*Passage:*
----
First we will evaluate the full cylinder. Here we have $X^a = \left( t, z, R \cos ( \omega t + \phi ), R \sin ( \omega t + \phi ) \right)$, where $R$ is the (constant) radius of the cylinder, $\omega$ is the (constant) angular velocity, and $\phi$ labels each worldline by its "angular position" in the cylinder at time $t = 0$, and so ranges from $0$ to $2 \pi$ since we are considering the full cylinder. We then have $U^a = \left( \gamma, 0, - \gamma \omega R \sin ( \omega t + \phi ), \gamma \omega R \cos ( \omega t + \phi ) \right)$, where $\gamma = 1 / \sqrt{1 - \omega^2 R^2}$.

The six independent components of $M^{ab}$ are then:

$$
M^{01} = - z \gamma
$$
$$
M^{02} = - \gamma R \left[ \cos ( \omega t + \phi ) + \omega t \sin ( \omega t + \phi ) \right]
$$
$$
M^{03} = - \gamma R \left[ \sin ( \omega t + \phi ) - \omega t \cos ( \omega t + \phi ) \right]
$$
$$
M^{12} = - z \gamma \omega R \sin ( \omega t + \phi )
$$
$$
M^{13} = z \gamma \omega R \cos ( \omega t + \phi )
$$
$$
M^{23} = \gamma \omega R^2
$$

The above components are at a particular event, labeled by its $X^a$ coordinates as given above. To evaluate the total angular momentum of the cylinder as a whole, at time $t = 0$, we first set $t = 0$ in the above, and then integrate over the spatial coordinates occupied by the cylinder at $t = 0$. The latter is a double integral:

$$
M_{\text{total}}^{ab} = \int_{-Z/2}^{Z/2} dz \int_0^{2 \pi} d\phi M^{ab} ( z, \phi )
----
*Entries provided:*
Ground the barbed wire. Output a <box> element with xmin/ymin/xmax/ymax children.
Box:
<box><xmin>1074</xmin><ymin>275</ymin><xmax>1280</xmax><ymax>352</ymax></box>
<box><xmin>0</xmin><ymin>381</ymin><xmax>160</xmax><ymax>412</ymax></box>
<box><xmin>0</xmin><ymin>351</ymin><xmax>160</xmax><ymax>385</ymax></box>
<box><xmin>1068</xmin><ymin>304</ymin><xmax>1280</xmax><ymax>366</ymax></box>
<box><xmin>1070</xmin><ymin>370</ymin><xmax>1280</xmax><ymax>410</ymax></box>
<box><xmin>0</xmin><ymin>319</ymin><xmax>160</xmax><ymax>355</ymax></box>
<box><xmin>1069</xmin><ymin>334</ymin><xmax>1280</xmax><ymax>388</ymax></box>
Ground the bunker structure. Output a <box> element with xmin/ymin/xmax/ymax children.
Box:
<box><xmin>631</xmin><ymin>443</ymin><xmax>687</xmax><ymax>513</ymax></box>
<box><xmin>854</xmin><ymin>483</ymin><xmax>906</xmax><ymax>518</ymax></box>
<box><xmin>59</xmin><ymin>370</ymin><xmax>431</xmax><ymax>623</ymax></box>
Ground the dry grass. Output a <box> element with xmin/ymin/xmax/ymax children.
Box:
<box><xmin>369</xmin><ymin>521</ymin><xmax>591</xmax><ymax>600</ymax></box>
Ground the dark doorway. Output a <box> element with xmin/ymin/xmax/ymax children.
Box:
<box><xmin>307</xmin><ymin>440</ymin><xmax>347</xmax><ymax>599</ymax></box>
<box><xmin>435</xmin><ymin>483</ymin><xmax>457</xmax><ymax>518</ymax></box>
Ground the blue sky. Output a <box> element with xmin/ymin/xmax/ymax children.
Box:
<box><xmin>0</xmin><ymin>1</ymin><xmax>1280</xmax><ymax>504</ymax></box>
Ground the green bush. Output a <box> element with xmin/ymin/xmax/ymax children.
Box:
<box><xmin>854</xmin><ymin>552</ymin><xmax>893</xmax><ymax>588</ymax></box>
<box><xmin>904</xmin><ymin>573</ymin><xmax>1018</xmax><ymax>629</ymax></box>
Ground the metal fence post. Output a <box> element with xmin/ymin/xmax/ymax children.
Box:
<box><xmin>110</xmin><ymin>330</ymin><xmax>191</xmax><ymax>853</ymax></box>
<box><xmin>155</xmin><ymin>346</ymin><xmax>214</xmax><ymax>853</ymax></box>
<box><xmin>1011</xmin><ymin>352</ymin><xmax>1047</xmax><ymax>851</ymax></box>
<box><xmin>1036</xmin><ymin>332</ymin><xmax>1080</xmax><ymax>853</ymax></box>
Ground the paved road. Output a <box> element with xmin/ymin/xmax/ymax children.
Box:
----
*Description of the task:* Carry the rotating-cylinder derivation forward from the point where the passage ends. The material has no connection to the passage on the rotating cylinder's angular momentum.

*Answer below:*
$$

where we view each component of $M$ as a function of two variables, $z$ and $\phi$. Note carefully the limits of integration for $z$: we assume that the spatial origin, at $z = 0$, is the geometric center of the cylinder, and that its total length is $Z$, so we integrate over $z$ from $- Z / 2$ to $Z / 2$. It should be evident that, since the trig functions integrate to zero over the range of $\phi$, and since the function $z$ itself integrates to zero from $- Z / 2$ to $Z / 2$, the only component which ends up nonzero after integration is

$$
M_{\text{total}}^{23} = \gamma \omega R^2 Z
$$

This means that the total angular momentum of the cylinder at $t = 0$ lies purely in the x-y plane, which is what we expect. And in fact, the same will be true at every value of $t$, since plugging in any constant value of $t$ in the above does not change the evaluation of any of the integrals (it adds some trig function terms but they still integrate to zero).

Now for the case of the helix. Here the only difference from the above is that $\phi$, instead of being an independent variable labeling worldlines, is equal to $k z$, where $k$ is the "spatial turn frequency" of the helix (this is related to the pitch, but I'm not sure if it's identical, and that detail doesn't affect what follows). Since we have that the helix does one full turn in length $Z$, we have that $k = 2 \pi / Z$, so $\phi = 2 \pi z / Z$. So now, to find the total angular momentum of the helix, we have only a single integral, over $z$, but the function of $z$ we are integrating over is more complicated since it includes trig function terms, and they won't all vanish this time.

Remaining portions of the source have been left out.